Copy out exactly the lines from the line containing "Note: for this drill we locate the rough" to the end of the listing.
===== GIVEN INFORMATION =====
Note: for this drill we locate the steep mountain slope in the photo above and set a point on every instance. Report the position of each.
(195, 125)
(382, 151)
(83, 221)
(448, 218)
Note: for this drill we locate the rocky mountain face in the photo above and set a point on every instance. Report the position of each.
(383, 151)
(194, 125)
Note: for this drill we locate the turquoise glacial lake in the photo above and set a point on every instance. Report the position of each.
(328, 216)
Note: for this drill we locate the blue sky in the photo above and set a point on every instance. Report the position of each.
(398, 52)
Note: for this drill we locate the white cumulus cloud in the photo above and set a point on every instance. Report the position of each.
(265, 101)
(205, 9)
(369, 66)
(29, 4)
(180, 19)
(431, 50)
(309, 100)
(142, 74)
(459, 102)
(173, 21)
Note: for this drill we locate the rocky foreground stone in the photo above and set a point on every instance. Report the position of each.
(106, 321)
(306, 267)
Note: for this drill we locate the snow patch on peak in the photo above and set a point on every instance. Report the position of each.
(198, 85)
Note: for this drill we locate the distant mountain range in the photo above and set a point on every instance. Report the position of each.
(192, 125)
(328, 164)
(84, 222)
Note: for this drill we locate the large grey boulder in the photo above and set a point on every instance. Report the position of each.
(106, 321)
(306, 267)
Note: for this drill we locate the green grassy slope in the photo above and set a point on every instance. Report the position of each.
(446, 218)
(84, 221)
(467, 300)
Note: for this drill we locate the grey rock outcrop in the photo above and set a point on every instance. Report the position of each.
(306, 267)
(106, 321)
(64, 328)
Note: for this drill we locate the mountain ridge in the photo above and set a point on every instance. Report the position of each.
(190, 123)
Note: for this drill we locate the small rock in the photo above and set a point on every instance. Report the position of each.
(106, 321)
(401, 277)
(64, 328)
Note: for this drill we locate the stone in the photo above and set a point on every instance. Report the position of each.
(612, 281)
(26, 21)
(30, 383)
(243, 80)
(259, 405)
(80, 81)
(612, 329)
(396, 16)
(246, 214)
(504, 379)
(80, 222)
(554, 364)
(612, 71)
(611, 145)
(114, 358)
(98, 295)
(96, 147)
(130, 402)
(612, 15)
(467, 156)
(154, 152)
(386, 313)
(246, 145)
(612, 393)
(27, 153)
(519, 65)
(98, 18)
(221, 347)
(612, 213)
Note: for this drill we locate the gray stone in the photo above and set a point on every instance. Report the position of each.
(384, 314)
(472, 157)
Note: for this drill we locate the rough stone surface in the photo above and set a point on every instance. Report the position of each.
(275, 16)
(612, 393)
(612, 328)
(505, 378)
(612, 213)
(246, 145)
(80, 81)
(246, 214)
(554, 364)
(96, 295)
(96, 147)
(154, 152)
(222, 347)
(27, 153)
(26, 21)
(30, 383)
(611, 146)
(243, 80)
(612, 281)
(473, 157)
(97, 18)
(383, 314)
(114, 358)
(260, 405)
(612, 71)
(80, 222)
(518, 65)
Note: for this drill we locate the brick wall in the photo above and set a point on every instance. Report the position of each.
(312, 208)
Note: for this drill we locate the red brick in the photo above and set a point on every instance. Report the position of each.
=====
_RESULT FOR THIS TASK:_
Note: for this drill we locate the rough stone surface in the photo above and set a point on every instance. Report the position of each.
(275, 16)
(612, 393)
(612, 328)
(505, 378)
(612, 213)
(246, 145)
(80, 81)
(246, 214)
(554, 364)
(96, 295)
(96, 147)
(154, 152)
(222, 347)
(27, 153)
(26, 21)
(30, 383)
(611, 146)
(243, 80)
(612, 281)
(473, 157)
(97, 18)
(383, 314)
(114, 358)
(260, 405)
(612, 71)
(80, 222)
(518, 65)
Note: for this drill we locate the brick wall in the photo above and set a point on every instance. Report the position of each.
(312, 208)
Note: for this drill we locate the red brick in the photo above and set a point on every instance. Report the position of each.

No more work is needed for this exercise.